---- Entries supplied
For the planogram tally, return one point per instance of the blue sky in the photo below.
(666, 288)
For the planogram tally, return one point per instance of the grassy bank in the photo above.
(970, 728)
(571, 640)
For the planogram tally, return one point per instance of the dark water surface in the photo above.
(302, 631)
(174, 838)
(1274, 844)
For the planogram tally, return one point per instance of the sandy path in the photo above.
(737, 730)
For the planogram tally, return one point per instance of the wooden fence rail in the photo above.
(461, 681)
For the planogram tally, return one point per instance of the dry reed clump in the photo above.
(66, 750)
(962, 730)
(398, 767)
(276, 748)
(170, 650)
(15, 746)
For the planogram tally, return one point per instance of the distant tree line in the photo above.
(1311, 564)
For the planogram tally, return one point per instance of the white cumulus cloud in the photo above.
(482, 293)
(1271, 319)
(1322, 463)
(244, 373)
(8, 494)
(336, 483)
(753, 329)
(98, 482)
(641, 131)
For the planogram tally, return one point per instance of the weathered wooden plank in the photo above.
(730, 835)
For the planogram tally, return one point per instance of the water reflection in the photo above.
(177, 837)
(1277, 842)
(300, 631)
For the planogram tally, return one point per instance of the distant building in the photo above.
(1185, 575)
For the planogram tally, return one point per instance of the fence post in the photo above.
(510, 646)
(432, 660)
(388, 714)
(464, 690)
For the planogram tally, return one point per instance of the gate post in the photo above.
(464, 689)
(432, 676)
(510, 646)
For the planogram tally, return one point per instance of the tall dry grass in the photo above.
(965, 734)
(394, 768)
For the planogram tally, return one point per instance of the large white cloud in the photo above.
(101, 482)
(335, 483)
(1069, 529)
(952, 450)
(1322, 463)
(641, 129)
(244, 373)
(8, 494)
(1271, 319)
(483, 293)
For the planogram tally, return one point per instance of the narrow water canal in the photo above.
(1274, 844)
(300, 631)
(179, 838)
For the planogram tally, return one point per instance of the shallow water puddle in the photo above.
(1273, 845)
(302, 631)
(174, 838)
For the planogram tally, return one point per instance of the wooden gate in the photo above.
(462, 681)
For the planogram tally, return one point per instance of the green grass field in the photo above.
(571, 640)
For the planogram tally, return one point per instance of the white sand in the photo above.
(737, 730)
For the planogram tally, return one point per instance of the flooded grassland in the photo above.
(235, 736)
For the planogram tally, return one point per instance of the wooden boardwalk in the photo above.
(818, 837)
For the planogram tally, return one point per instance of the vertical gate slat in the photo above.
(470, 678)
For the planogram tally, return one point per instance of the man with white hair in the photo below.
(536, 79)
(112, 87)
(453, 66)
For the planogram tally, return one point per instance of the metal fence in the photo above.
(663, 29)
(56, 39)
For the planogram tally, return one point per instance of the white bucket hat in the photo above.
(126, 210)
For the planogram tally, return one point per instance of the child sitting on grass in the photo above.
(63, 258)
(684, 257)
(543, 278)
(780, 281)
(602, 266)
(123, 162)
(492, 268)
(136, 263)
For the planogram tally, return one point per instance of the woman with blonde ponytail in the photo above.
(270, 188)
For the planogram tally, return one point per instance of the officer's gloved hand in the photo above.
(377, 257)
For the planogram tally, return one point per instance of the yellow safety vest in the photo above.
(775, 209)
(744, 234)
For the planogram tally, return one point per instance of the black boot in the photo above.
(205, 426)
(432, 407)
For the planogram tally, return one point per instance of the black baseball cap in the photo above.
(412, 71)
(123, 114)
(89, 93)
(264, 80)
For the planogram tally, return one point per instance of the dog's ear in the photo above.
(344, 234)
--------
**Prompt:** Give back the full listing above, exactly as it reads.

**Solution to the exercise:**
For the planogram tally, return one point per instance of the blue sky in the photo below.
(666, 288)
For the planogram tally, return one point per instance of the grassy bank in the photo above.
(970, 728)
(571, 640)
For the planogram tally, return one point per instance of the dark water surface in the photo above.
(302, 631)
(174, 838)
(1274, 844)
For the planogram tally, return one point per instance of the sandy path in the photo above.
(737, 730)
For the planogram tally, return one point per instance of the wooden fence rail in the photo above.
(461, 681)
For the planogram tally, return one point per instance of the dry reed clump in the photo above.
(66, 750)
(962, 730)
(398, 767)
(276, 748)
(170, 650)
(15, 746)
For the planogram tally, return one point per instance of the distant tree line in the photo above.
(1311, 564)
For the planogram tally, return one point per instance of the white cumulus cloud in the photo above.
(482, 293)
(1271, 319)
(1322, 463)
(244, 373)
(8, 494)
(336, 483)
(753, 329)
(98, 482)
(641, 131)
For the planogram tally, return one point per instance of the weathered wooden plank in the photo above.
(730, 835)
For the planogram tally, return one point per instance of the water reflection in the photo above.
(177, 837)
(1277, 842)
(300, 631)
For the planogram tally, return one point per instance of the distant building in the photo above.
(1185, 575)
For the planogram tally, return one point per instance of the fence post in the photo above.
(510, 646)
(432, 660)
(388, 714)
(464, 690)
For the planogram tally, return one point per instance of the gate post in the photo above.
(464, 689)
(432, 676)
(510, 646)
For the planogram tally, return one point per instance of the tall dry grass in the photo above.
(965, 734)
(394, 768)
For the planogram tally, return one point per instance of the large white cloud in the photo above.
(101, 482)
(335, 483)
(1069, 529)
(952, 450)
(1322, 463)
(641, 129)
(244, 373)
(8, 494)
(1271, 319)
(483, 293)
For the planogram tally, return one point per instance of the narrow water canal in the photo above.
(1274, 844)
(300, 631)
(179, 838)
For the planogram tally, return one point per instance of the shallow water puddle in the photo above.
(1273, 845)
(302, 631)
(174, 838)
For the planogram tally, return one point per instance of the wooden gate in the photo above.
(462, 681)
For the planogram tally, return one point per instance of the green grass field in the photo above.
(571, 640)
For the planogram tally, return one point per instance of the white sand in the photo above.
(737, 730)
For the planogram tally, return one point per instance of the flooded grassland in the photo above.
(235, 736)
For the planogram tally, return one point per instance of the wooden boardwalk in the photo above.
(818, 837)
For the planogram tally, return one point per instance of the vertical gate slat in the photo above.
(470, 678)
For the planogram tally, return one point per instance of the man with white hair in the photo below.
(536, 79)
(112, 87)
(453, 66)
For the planogram tally, return one point per instance of the metal fence in the photo above.
(663, 29)
(56, 39)
For the planogram tally, return one point per instance of the white bucket hat in the photo above.
(126, 210)
For the planogram tally, return one point per instance of the child sitting on grass in the photo above.
(63, 258)
(684, 257)
(543, 278)
(780, 281)
(602, 266)
(123, 162)
(492, 268)
(136, 263)
For the planogram tally, return one point per instance of the woman with blonde ponytail in the photo above.
(270, 188)
For the planogram tally, return one point per instance of the officer's gloved hand in the photo above.
(377, 257)
For the planogram tally, return one point per instance of the yellow safety vest in the photo above.
(775, 209)
(744, 234)
For the planogram tally, return one point per instance of the black boot in the photo above.
(205, 426)
(432, 407)
For the planogram tally, return one point per instance of the black baseball cap in the photo above.
(412, 71)
(123, 114)
(89, 93)
(264, 80)
For the planogram tally, return one point per instance of the dog's ear in the photo above.
(344, 234)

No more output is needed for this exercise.